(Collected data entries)
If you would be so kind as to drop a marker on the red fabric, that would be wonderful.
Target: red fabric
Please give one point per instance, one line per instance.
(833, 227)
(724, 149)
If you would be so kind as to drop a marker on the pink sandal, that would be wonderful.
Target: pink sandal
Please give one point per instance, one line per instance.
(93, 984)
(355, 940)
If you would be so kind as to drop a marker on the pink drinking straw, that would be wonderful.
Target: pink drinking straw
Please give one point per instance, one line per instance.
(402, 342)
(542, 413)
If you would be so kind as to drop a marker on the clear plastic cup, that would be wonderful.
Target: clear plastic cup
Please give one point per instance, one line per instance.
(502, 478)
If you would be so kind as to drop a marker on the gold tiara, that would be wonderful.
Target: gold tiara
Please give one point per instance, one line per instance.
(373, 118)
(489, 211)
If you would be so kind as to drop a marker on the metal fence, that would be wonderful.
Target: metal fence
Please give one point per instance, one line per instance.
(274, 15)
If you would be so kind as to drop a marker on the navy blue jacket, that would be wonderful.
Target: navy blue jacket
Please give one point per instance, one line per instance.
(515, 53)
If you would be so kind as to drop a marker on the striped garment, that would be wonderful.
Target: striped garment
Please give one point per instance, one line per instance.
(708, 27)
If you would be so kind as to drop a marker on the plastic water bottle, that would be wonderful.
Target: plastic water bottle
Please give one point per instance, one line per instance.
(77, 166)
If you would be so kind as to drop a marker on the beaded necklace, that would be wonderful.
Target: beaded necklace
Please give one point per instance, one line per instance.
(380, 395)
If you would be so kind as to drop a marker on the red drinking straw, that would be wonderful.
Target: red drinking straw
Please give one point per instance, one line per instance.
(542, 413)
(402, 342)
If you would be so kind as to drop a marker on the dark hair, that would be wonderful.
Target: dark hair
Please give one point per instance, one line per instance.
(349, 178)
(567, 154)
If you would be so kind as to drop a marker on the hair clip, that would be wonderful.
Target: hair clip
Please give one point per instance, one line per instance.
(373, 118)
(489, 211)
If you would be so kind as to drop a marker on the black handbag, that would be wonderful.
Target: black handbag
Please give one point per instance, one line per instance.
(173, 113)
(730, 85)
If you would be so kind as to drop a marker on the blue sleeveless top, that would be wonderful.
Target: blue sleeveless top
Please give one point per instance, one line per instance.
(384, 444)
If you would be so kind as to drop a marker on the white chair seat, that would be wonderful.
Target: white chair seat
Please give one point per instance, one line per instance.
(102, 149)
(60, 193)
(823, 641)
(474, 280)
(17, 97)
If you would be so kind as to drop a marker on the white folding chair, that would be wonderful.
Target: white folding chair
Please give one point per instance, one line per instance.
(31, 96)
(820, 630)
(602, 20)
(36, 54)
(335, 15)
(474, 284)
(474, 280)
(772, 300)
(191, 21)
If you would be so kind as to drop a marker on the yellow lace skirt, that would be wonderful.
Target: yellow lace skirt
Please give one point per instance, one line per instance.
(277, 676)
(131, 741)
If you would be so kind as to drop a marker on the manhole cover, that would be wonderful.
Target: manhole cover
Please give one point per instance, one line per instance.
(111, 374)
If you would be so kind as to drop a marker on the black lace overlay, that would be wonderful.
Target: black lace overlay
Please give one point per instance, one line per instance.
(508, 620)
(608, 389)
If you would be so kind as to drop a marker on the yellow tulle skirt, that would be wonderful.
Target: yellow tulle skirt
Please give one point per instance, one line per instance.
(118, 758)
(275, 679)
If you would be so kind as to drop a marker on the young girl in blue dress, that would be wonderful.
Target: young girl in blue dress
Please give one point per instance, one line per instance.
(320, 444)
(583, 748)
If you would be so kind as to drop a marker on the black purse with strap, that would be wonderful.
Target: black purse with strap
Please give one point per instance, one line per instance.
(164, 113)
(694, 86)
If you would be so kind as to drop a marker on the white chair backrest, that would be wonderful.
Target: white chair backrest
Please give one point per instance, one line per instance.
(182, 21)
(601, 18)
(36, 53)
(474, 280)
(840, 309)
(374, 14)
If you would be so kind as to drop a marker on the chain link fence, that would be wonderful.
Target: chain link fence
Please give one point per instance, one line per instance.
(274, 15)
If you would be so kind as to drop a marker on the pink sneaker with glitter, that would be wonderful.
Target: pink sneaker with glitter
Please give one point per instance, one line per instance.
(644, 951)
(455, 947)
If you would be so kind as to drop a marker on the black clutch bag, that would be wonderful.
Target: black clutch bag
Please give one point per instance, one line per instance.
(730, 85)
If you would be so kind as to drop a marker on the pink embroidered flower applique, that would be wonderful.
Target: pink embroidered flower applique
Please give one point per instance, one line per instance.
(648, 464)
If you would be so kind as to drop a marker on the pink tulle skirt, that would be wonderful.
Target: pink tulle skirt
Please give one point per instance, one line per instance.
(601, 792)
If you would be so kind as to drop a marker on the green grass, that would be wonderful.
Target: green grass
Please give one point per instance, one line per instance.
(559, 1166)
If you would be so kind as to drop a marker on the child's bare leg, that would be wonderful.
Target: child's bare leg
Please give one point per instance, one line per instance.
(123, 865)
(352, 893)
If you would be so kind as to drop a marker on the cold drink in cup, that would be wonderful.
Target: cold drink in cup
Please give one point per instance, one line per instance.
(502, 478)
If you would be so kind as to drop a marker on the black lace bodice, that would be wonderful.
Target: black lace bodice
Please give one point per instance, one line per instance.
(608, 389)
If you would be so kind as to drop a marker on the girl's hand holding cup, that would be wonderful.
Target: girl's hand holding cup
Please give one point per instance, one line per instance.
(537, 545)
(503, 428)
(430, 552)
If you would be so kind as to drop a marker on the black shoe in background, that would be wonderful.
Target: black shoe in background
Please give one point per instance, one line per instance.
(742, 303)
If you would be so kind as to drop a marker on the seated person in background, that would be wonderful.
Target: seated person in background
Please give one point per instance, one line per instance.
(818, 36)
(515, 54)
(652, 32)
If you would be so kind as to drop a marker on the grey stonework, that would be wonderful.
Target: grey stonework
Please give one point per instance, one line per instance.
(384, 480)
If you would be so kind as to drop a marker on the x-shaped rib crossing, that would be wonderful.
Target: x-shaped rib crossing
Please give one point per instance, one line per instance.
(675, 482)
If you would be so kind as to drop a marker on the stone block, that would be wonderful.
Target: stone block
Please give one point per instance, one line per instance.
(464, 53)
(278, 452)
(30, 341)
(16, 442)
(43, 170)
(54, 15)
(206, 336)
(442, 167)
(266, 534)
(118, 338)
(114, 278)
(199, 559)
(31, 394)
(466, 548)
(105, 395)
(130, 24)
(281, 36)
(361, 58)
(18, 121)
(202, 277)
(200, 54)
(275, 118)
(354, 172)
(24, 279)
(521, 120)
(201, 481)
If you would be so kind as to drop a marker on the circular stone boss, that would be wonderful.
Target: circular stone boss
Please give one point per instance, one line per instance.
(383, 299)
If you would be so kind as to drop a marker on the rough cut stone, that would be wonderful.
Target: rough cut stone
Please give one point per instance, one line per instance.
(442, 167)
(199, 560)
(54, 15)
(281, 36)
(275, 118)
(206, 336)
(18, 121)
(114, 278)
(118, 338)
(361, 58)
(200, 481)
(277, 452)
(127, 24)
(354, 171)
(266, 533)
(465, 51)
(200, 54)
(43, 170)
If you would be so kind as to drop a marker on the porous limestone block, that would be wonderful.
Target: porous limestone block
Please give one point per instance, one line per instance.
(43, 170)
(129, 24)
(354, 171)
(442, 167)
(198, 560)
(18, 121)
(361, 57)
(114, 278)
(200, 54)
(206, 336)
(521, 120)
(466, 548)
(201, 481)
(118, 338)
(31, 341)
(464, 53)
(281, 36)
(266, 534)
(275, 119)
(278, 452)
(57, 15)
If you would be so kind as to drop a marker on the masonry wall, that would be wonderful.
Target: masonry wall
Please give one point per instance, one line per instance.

**REQUEST:** Starting at the line that contains "stone, that would be wonderful.", write out every line to the end of the entries, exactly as given.

**THE REPLY:**
If you would be so kind as to drop a marker on the rough cut stone, that would be wonderful.
Target: rough cut stone
Please give one point per instance, one line per instance.
(442, 167)
(199, 560)
(54, 15)
(281, 36)
(275, 118)
(206, 336)
(18, 121)
(114, 278)
(118, 338)
(361, 58)
(200, 481)
(277, 452)
(127, 24)
(354, 171)
(266, 533)
(465, 51)
(200, 54)
(43, 170)
If you would be so kind as to drop a marker on the porous limestone block, that would be wonderful.
Target: porous limestone block
Please give one point per instance, one line per instance.
(43, 170)
(129, 24)
(354, 171)
(442, 167)
(198, 560)
(18, 121)
(361, 57)
(114, 278)
(200, 54)
(206, 336)
(521, 120)
(466, 548)
(201, 481)
(118, 338)
(31, 341)
(464, 53)
(281, 36)
(266, 534)
(275, 119)
(278, 452)
(57, 15)
If you would be so kind as to drop a marker on the masonry wall, that would be wonderful.
Target: masonry wall
Please give one point per instance, one line per instance.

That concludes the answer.